## STATED TASK 1
Answer these questions about the vegan chicken and dumplings blog post:
(a) How often does the blogger hope to try a new recipe?
(b) How many servings does the recipe make?
(c) Which kind of flour works best for the dumplings?

** start of SOURCE EXTRACT **

Vegan Chix & Dumplings

Dear hungry bellies,
This blog is to keep track of all the new recipes I’m going to try in 2010. I really love to cook (and eat) and am hoping to try out a new recipe once a week for the whole year. I like to think I am adventurous in the kitchen but I often find myself making the same old things and forgetting recipes that I actually liked. Hopefully this will help me build my growing list of food favorites and remember what I should (and should not!) make again. I’ll post everything, even if it turns out bad, so I guess I will just warn everyone now to make sure & read the whole entry before trying anything.
Everything made will be vegetarian, most of it will be vegan! And so with that, I hope whoever ends up reading this enjoys the food. Onward with recipe #1 of 2010!

Vegan Chix & Dumplings (makes 3 servings, or 2 if you really love dumplings)

vegan chix and dumplings

For my first attempt I decided to go with the ever delicious and soul warming, chicken and dumplings. I really have no memory of eating this as a home cooked meal growing up, but I did find it quite wonderful and perplexing when it was offered to me as a child. What is a dumpling? I pondered the possibilities. In all honesty, I would eat anything you put in front of me so dumplings, while mysterious in their plump gooey-ness, were questioned only momentarily before reaching the bottom of my stomach.

I now know what a dumpling is, and damn is it good.  Here is my version, vegan-ized and tweaked from a few I found online. This is surely something to keep anyone warm during these cold (and wet, here in the Northwest) winter days.

Dumpling Ingredients
1 cup flour (cake flour is best)
1t baking powder
1/2t salt
1T earth balance (EB)

** end of SOURCE EXTRACT **
** start of DATA **

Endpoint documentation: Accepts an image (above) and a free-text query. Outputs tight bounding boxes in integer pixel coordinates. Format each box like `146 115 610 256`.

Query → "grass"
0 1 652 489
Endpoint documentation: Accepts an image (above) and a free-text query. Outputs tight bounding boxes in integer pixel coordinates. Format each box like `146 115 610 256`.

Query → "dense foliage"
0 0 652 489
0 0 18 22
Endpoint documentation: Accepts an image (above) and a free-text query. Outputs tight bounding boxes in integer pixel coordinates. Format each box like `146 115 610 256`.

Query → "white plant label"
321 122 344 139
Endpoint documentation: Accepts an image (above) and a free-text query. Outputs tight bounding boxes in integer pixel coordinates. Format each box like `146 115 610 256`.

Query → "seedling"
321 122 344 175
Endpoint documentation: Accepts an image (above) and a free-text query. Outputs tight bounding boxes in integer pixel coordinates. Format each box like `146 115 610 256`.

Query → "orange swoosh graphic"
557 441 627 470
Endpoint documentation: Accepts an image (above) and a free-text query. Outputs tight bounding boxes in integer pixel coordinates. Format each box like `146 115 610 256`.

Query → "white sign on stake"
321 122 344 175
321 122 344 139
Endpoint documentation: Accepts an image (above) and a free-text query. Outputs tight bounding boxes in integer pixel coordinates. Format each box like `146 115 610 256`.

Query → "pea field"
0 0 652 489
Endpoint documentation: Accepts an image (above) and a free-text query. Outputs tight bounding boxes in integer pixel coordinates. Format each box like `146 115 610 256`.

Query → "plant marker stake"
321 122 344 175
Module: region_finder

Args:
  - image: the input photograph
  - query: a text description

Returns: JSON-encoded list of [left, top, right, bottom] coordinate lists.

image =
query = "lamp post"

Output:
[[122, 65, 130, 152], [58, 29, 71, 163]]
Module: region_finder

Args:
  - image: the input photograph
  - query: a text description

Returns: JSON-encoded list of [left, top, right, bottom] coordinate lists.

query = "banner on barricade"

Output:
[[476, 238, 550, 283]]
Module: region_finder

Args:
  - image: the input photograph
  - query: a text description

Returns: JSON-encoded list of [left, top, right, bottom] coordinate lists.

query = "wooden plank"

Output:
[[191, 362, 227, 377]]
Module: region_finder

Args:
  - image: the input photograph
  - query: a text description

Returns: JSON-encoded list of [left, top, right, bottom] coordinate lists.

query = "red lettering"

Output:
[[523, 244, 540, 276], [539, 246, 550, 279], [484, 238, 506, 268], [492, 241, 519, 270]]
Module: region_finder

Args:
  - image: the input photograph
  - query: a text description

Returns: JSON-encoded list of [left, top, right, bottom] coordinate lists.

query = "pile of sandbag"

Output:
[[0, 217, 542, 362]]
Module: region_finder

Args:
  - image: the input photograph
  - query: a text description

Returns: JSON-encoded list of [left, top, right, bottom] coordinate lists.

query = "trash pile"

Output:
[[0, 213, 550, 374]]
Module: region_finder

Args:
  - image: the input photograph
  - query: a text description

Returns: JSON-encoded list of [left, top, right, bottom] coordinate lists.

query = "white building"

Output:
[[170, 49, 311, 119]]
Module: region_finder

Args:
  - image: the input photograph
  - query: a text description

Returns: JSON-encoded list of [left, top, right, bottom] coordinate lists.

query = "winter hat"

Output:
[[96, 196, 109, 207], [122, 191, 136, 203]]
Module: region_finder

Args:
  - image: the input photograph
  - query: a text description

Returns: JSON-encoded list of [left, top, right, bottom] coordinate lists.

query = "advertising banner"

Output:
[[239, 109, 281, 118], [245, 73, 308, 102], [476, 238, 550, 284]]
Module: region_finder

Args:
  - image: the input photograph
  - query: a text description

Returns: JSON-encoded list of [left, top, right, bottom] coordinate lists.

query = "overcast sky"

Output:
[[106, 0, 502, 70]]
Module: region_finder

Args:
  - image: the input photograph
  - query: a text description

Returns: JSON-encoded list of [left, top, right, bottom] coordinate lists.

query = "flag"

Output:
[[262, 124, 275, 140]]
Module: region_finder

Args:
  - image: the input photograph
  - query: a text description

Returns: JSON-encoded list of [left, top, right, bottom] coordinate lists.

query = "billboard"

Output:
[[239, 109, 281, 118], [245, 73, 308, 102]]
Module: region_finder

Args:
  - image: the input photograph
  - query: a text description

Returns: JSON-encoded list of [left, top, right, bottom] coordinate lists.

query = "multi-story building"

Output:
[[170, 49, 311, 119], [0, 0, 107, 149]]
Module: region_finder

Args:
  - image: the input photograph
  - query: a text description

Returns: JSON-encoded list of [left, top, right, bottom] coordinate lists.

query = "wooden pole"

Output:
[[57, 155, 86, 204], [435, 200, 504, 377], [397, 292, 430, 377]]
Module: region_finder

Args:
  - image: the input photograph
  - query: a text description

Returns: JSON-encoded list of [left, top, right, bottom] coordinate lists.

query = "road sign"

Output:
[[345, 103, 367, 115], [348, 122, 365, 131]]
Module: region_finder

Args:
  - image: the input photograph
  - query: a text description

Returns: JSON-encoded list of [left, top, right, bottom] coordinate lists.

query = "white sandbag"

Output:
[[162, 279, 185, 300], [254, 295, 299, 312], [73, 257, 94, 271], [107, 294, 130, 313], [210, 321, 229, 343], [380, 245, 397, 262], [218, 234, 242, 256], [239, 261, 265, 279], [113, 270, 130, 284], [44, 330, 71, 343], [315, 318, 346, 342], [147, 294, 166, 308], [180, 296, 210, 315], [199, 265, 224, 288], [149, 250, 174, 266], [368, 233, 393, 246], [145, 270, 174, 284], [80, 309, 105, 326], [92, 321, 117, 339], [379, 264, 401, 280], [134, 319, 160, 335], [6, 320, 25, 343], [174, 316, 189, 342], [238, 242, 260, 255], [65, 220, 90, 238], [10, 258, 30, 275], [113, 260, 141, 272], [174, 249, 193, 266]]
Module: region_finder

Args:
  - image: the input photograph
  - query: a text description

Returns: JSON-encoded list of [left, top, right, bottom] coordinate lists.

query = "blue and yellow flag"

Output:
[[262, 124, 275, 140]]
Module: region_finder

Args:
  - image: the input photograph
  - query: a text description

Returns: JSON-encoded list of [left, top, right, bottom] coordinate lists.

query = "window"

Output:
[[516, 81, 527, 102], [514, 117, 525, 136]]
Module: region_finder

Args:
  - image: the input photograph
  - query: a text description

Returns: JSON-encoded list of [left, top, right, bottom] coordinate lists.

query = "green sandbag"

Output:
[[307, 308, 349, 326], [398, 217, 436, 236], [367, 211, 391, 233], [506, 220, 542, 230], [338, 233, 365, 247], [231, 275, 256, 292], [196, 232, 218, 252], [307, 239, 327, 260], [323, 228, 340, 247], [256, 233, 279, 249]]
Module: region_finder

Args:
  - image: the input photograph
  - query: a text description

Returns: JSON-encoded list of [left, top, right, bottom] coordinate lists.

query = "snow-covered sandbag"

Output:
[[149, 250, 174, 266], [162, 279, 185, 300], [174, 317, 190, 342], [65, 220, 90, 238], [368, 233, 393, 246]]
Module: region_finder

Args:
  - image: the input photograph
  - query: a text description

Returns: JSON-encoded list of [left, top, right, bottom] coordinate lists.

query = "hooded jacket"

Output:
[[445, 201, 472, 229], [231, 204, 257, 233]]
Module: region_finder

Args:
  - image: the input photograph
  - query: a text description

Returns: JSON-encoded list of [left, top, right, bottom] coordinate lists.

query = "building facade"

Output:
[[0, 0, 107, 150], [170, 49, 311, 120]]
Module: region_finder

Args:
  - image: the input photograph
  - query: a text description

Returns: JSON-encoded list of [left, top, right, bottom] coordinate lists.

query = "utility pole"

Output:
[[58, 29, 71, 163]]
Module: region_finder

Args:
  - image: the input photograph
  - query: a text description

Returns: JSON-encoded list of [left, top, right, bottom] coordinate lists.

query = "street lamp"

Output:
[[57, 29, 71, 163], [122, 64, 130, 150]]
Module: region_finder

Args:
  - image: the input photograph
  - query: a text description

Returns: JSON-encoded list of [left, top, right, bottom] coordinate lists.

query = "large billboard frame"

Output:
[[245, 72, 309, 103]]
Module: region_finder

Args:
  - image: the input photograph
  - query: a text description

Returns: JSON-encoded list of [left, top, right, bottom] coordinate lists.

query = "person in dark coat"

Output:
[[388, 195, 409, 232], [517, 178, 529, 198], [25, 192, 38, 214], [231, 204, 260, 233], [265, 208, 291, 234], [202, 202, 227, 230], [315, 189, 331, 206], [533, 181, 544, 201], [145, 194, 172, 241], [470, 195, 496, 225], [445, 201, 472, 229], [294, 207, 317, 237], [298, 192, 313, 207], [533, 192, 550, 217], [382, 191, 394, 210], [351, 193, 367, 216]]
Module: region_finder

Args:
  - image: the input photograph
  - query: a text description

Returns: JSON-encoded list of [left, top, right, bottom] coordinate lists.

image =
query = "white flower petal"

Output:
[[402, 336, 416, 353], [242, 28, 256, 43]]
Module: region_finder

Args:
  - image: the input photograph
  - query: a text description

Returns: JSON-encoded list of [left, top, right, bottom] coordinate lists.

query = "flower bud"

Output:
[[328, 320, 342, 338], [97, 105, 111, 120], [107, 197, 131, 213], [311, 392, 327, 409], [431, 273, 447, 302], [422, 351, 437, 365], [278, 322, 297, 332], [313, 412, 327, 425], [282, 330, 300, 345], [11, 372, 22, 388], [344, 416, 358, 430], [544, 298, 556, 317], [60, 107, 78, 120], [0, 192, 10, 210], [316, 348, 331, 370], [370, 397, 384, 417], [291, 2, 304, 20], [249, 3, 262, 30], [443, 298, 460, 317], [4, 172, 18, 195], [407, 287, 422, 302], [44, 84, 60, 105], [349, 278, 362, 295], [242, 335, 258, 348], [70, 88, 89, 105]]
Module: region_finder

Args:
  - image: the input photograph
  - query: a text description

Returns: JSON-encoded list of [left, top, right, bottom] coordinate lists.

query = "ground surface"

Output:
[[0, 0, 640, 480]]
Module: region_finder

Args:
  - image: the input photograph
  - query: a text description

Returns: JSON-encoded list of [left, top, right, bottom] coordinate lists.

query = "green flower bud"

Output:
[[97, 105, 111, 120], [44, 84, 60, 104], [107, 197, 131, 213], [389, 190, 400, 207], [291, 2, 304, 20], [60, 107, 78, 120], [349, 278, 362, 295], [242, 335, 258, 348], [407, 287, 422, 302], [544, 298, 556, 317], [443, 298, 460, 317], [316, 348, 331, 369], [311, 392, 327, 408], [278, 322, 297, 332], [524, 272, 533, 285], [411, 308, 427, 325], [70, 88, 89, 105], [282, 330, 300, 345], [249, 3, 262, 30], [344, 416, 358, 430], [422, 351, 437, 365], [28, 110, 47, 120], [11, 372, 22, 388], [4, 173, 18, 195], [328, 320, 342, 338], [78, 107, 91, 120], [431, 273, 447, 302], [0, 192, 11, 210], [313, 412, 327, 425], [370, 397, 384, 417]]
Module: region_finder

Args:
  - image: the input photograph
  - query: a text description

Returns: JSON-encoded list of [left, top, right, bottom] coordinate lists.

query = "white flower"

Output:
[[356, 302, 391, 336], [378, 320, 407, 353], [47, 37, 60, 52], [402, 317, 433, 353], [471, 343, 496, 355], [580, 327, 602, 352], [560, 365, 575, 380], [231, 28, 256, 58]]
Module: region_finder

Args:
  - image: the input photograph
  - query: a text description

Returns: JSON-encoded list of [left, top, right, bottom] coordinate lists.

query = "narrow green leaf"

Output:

** end of DATA **

## STATED TASK 2
Gather every line of the records that contains the string "sign", and copy each one.

## COMPLETE ANSWER 1
(a) Once a week for the whole year.
(b) 3 servings, or 2 if you really love dumplings.
(c) Cake flour.

## COMPLETE ANSWER 2
Query → "white sign on stake"
query = "road sign"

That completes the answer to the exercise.